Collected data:

# # #

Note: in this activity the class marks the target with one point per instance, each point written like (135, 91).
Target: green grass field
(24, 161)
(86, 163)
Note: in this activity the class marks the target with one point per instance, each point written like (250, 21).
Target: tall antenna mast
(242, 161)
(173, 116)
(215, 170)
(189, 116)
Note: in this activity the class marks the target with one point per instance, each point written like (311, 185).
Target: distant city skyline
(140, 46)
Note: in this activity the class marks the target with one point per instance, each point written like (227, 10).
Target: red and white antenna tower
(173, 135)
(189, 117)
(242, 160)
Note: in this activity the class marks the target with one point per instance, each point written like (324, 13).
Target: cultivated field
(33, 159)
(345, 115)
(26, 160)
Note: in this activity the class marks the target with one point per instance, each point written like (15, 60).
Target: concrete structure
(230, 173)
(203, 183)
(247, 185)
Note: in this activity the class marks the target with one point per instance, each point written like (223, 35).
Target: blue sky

# # #

The problem —
The answer must consist of each line from the data that includes the string "instance".

Your solution —
Note: in this activity the class marks the target with one point per instance, each point written like (135, 91).
Note: in this activity the class marks the target with one point per instance, each point written like (250, 21).
Note: in this activity the class marks the target with one point per instance, each point written like (311, 185).
Note: in this activity the class marks the target with one point per instance, each point written like (227, 10).
Note: in this activity the class marks the target with one point per instance, each point written like (324, 13).
Note: in this activity the class marks the target with one point per instance, each point written like (15, 60).
Note: in this activity the class marks the target with one point per instance, each point written like (223, 35).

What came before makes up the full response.